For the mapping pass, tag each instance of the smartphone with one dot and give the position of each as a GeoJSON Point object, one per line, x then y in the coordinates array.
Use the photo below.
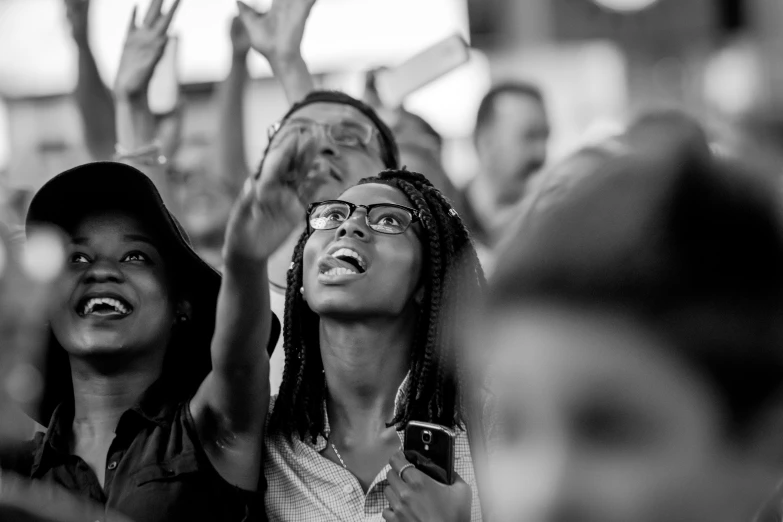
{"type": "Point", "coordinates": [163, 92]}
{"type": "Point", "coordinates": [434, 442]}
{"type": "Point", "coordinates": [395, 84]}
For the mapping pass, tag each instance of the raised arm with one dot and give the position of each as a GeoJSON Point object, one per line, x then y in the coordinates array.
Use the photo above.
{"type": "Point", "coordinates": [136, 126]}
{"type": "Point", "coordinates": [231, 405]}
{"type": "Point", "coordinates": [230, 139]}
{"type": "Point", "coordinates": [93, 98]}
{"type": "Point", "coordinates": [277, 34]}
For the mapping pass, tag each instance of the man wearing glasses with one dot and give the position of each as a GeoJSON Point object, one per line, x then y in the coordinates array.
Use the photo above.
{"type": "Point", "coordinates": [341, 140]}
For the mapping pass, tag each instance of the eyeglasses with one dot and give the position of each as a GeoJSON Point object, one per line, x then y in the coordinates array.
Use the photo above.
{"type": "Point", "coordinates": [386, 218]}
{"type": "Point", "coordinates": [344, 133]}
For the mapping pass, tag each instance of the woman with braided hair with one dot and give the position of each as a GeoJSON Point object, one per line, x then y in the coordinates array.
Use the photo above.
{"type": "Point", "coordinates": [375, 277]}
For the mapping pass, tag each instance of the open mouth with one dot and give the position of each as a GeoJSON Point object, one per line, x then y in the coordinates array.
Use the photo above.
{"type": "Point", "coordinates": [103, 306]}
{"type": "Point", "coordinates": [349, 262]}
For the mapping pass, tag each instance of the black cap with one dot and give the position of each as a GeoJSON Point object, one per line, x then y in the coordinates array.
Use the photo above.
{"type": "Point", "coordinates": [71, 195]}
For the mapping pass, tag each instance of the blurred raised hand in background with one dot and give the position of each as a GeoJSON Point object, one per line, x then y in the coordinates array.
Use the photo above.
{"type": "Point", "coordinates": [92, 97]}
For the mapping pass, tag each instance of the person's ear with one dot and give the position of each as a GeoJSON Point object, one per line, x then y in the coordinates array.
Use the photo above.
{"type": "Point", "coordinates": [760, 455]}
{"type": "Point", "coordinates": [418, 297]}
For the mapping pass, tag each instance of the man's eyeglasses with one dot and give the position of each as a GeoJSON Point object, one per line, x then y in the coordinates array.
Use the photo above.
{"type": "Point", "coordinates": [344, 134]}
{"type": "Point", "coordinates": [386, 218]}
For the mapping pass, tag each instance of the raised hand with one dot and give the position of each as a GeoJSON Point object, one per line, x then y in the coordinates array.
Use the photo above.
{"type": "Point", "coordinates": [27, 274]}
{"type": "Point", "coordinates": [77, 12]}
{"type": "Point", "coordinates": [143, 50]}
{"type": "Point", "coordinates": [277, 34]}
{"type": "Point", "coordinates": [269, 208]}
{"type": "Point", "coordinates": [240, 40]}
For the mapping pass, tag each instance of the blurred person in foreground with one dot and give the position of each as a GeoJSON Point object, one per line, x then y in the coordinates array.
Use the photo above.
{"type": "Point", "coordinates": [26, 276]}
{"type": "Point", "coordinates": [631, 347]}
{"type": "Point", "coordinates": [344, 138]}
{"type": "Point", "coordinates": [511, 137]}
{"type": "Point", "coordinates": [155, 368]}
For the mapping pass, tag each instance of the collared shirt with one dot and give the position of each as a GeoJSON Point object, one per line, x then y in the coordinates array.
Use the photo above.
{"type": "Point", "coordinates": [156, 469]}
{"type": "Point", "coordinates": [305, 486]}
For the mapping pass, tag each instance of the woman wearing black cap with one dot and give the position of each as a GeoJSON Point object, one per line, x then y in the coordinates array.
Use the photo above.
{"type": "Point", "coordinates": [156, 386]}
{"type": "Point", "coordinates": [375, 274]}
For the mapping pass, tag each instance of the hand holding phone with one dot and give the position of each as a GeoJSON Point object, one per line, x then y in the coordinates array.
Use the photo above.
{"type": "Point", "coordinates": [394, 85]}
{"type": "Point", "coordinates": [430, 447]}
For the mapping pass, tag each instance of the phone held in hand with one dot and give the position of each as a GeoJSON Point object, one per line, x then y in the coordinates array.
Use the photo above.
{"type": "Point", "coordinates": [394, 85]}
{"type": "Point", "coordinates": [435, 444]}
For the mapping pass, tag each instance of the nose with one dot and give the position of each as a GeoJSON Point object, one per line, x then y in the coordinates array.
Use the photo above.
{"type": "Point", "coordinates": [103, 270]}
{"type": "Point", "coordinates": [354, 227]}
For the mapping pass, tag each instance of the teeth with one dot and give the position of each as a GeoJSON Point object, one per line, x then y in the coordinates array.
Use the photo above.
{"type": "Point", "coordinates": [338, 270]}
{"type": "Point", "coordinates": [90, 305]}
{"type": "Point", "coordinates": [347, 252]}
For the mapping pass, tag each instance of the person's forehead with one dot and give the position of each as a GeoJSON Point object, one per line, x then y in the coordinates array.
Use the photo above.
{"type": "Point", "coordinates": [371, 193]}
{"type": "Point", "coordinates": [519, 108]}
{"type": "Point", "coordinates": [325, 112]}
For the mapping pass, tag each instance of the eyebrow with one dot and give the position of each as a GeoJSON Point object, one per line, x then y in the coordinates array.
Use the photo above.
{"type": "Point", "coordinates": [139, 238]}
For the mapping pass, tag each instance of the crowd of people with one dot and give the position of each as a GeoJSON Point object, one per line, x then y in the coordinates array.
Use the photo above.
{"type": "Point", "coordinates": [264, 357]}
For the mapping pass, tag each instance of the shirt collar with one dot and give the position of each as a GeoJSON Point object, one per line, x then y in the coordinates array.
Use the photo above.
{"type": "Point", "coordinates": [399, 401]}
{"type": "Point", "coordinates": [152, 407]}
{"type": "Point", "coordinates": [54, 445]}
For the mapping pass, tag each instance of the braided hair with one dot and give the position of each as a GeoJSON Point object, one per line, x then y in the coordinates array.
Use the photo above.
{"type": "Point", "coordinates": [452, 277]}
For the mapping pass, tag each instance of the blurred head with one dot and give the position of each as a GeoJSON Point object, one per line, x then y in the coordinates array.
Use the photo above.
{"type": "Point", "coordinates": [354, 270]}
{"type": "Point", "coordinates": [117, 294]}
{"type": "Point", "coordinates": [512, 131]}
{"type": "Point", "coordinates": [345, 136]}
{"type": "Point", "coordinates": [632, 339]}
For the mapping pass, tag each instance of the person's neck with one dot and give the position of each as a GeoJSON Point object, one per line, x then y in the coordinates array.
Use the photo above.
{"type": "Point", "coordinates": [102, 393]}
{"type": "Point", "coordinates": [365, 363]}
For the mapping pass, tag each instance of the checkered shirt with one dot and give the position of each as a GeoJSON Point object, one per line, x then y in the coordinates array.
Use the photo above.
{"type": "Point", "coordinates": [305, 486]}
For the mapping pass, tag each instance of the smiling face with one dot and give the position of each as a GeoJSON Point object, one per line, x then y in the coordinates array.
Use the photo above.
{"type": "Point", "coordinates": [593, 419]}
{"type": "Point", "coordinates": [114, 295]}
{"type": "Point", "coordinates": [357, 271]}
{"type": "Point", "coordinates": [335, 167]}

──────────

Reproduce all the rows above, substituting "annotation pass" for every occurrence of "mapping pass" and changing nothing else. Leave the pictures out.

> _Response_:
For the annotation pass, tag each instance of the smartphone with one dot and give the position of each as a GeoJSON Point object, one per line, x then y in the coordinates array.
Use the photo below.
{"type": "Point", "coordinates": [163, 92]}
{"type": "Point", "coordinates": [434, 442]}
{"type": "Point", "coordinates": [395, 84]}
For the annotation pass, tag each instance of the raised arm with one dot and give the position of each as a GeoJSON Point object, one per line, x then y in the coordinates array.
Use the photo above.
{"type": "Point", "coordinates": [136, 126]}
{"type": "Point", "coordinates": [231, 405]}
{"type": "Point", "coordinates": [230, 139]}
{"type": "Point", "coordinates": [93, 98]}
{"type": "Point", "coordinates": [277, 34]}
For the annotation pass, tag each instance of the man wearing glasses with one dot and give the position of each as a GeoJSON Point object, one per line, x then y in the coordinates array.
Use the photo above.
{"type": "Point", "coordinates": [341, 140]}
For the annotation pass, tag each instance of the eyeglasses with one dot and give the position of each as a GeoJSON Point object, one per line, x then y in the coordinates array.
Use the photo above.
{"type": "Point", "coordinates": [386, 218]}
{"type": "Point", "coordinates": [344, 133]}
For the annotation pass, tag each instance of the woman with braided hair with one dot and give the position of each as a GeoJSON Point object, one per line, x then y in the coordinates array.
Use the photo above.
{"type": "Point", "coordinates": [375, 277]}
For the annotation pass, tag each instance of the open mouth with one dot and give the position of each as a GeoJSON Point object, one per line, x then y in the coordinates array.
Use the photo above.
{"type": "Point", "coordinates": [103, 306]}
{"type": "Point", "coordinates": [349, 262]}
For the annotation pass, tag each instance of the black cap with one dot and give the position of each as a GeoJSON Point object, one per line, x then y in the coordinates array.
Use the photo above.
{"type": "Point", "coordinates": [71, 195]}
For the annotation pass, tag each instance of the blurred raised hand in background with one dot and give the position of each as a GeoJSON Point object, one per line, x then y in the coordinates array.
Use the photo above.
{"type": "Point", "coordinates": [92, 97]}
For the annotation pass, tag each instance of the person's ear with one dot and give the position of each as a GeoJSON Point object, one per line, x then y in the coordinates array.
Use the photo above.
{"type": "Point", "coordinates": [760, 455]}
{"type": "Point", "coordinates": [418, 297]}
For the annotation pass, tag each instance of the man's eyeglasses with one dot and give the position of each as a GeoJSON Point object, one per line, x then y in the coordinates array.
Use the photo above.
{"type": "Point", "coordinates": [344, 134]}
{"type": "Point", "coordinates": [386, 218]}
For the annotation pass, tag each instance of the raised hand with one dot and give the position of each as a GeoJSON Point object, one per line, x then y in the coordinates array.
Use the photo above.
{"type": "Point", "coordinates": [27, 274]}
{"type": "Point", "coordinates": [77, 12]}
{"type": "Point", "coordinates": [143, 50]}
{"type": "Point", "coordinates": [277, 34]}
{"type": "Point", "coordinates": [269, 208]}
{"type": "Point", "coordinates": [240, 40]}
For the annotation pass, tag each instance of the blurred person in foreground with one dot and give the position of each as a GeoJSON Point object, one per line, x then y in the coordinates array.
Use the photo above.
{"type": "Point", "coordinates": [26, 276]}
{"type": "Point", "coordinates": [631, 347]}
{"type": "Point", "coordinates": [344, 138]}
{"type": "Point", "coordinates": [511, 137]}
{"type": "Point", "coordinates": [155, 368]}
For the annotation pass, tag each instance of the collared shirt with one dot and give the position of each as a GeoJSON Point object, one per line, x then y in the coordinates array.
Use the photo above.
{"type": "Point", "coordinates": [156, 469]}
{"type": "Point", "coordinates": [305, 486]}
For the annotation pass, tag each instance of the woman wearing black cap with one dot and give the position of each as a GeoJSON Point object, one per line, x then y in the coordinates array.
Use the photo above.
{"type": "Point", "coordinates": [156, 386]}
{"type": "Point", "coordinates": [375, 274]}
For the annotation pass, tag each instance of the hand holding phone with one dot and give the position of each as a GeoJSON Point object, one per line, x then y in the coordinates array.
Use the photo above.
{"type": "Point", "coordinates": [394, 85]}
{"type": "Point", "coordinates": [430, 447]}
For the annotation pass, tag each instance of the phone held in hand with one dot and give the position of each as a GeoJSON Point object, one per line, x then y in the coordinates array.
Use the photo above.
{"type": "Point", "coordinates": [394, 85]}
{"type": "Point", "coordinates": [435, 444]}
For the annotation pass, tag each instance of the nose with one dot and give the position of each as a GeoJSON Point object, one per line, x then y in the coordinates array.
Use the photo above.
{"type": "Point", "coordinates": [103, 270]}
{"type": "Point", "coordinates": [354, 227]}
For the annotation pass, tag each instance of the teeth with one dot and give the position of each as a GeoJSON Point object, one per line, x then y in the coordinates array.
Use the photo above.
{"type": "Point", "coordinates": [338, 270]}
{"type": "Point", "coordinates": [90, 305]}
{"type": "Point", "coordinates": [347, 252]}
For the annotation pass, tag each instance of the person's forehead with one dot and give the position of each as a GeoJSON Point object, one per line, x then y in the coordinates array.
Use the photo above.
{"type": "Point", "coordinates": [371, 193]}
{"type": "Point", "coordinates": [519, 108]}
{"type": "Point", "coordinates": [325, 112]}
For the annotation pass, tag each instance of the eyebrow with one dot and give the position of each as a GeoJSON Point object, one per line, x then y in the coordinates array.
Use the photo above.
{"type": "Point", "coordinates": [139, 238]}
For the annotation pass, tag each instance of the crowd of people with one dot and give the position of each as a GeoJSON Point object, one per line, x then y in the coordinates array.
Use the photo above.
{"type": "Point", "coordinates": [264, 357]}
For the annotation pass, tag each instance of the shirt collar with one dot and give the position of each as a GeoJSON Point object, one per line, x then y in the coordinates array.
Use the photo above.
{"type": "Point", "coordinates": [399, 401]}
{"type": "Point", "coordinates": [152, 407]}
{"type": "Point", "coordinates": [54, 445]}
For the annotation pass, tag each instance of the braided hair with one dot and give the position of each as a GeoJSON Point object, one per line, x then y in the coordinates array.
Use the photo above.
{"type": "Point", "coordinates": [452, 277]}
For the annotation pass, tag each instance of the blurred head with one dot and give the position of each as a GeoJSON Point object, one per line, x then y in the coordinates array.
Use the photo above.
{"type": "Point", "coordinates": [354, 270]}
{"type": "Point", "coordinates": [117, 294]}
{"type": "Point", "coordinates": [512, 131]}
{"type": "Point", "coordinates": [345, 136]}
{"type": "Point", "coordinates": [632, 339]}
For the annotation pass, tag each instance of the person's neck with one dot and give the position of each as a GeoJSON Point object, one per line, x then y in the coordinates array.
Use the photo above.
{"type": "Point", "coordinates": [102, 393]}
{"type": "Point", "coordinates": [365, 363]}
For the annotation pass, tag each instance of the checkered shirt with one dot and give the position of each as a GeoJSON Point object, one per line, x then y in the coordinates array.
Use the photo above.
{"type": "Point", "coordinates": [305, 486]}
For the annotation pass, tag each instance of the smiling face with one dot and give the position of each as a GeoJSON Point object, one per line, x then y in the coordinates array.
Use the photo above.
{"type": "Point", "coordinates": [593, 419]}
{"type": "Point", "coordinates": [114, 295]}
{"type": "Point", "coordinates": [357, 271]}
{"type": "Point", "coordinates": [335, 167]}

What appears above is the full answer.